▶ [Excerpted passage]
— BEGIN —
BRIEF DESCRIPTION OF THE DRAWINGS
[0030] FIG. 1 outlines the contamination purification system of the
present invention involving the soil gas suction method.
[0031] FIG. 2 outlines the contamination purification system of the
present invention involving the sparging method.
[0032] FIG. 3 outlines the contamination purification system of the
present invention involving the water pumping-up method.
[0033] FIG. 4 outlines the contamination purification system of the
present invention involving a combination of the soil gas suction
method and water pumping-up method.
[0034] FIG. 5 outlines the contamination purification system of the
present invention involving a combination of the sparging method
and water pumping-up method.
[0035] FIG. 6 illustrates details of the combustion/electric power
generation unit for the contamination purification system of the
present invention
[0036] FIG. 7 presents a graph showing a situation of recovering
gasoline from soil in EXAMPLE in which the present invention was
applied.
— END —
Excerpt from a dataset
— BEGIN —
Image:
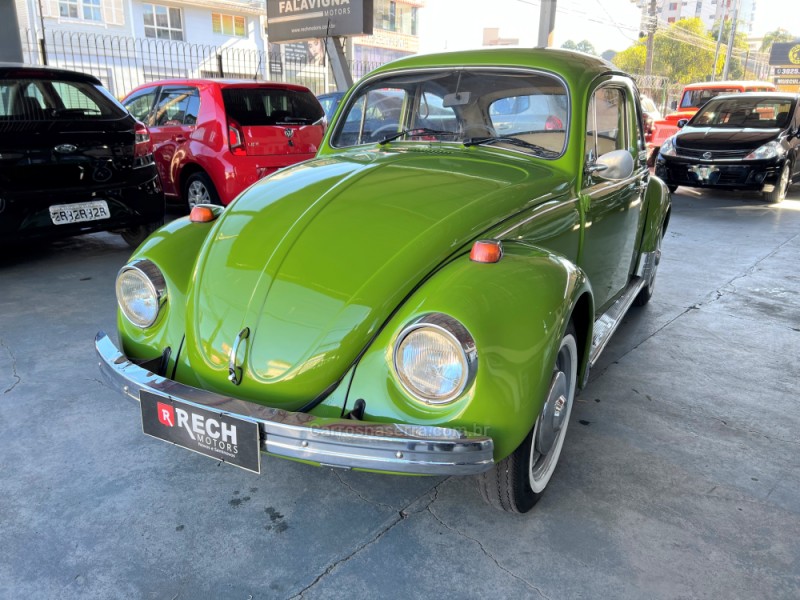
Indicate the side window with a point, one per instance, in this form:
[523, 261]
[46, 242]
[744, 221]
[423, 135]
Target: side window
[139, 104]
[75, 99]
[605, 123]
[173, 106]
[434, 115]
[192, 108]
— END —
▶ [Problem A]
Answer these questions about the drawings description, one line each:
(i) Which method is involved in the system outlined in FIG. 2?
(ii) Details of which unit are illustrated in FIG. 6?
(iii) What is recovered from soil in the graph presented in FIG. 7?
▶ [Problem B] Switch "side window" to "rear window" throughout the listing, and write the listing out again with everything else unchanged. Leave the pictures out.

▶ [Right answer A]
(i) The sparging method.
(ii) The combustion/electric power generation unit.
(iii) Gasoline.

▶ [Right answer B]
Image:
Indicate the rear window with a point, one per instance, in this form:
[523, 261]
[46, 242]
[744, 221]
[423, 135]
Target: rear window
[139, 104]
[75, 99]
[605, 123]
[173, 106]
[434, 115]
[192, 108]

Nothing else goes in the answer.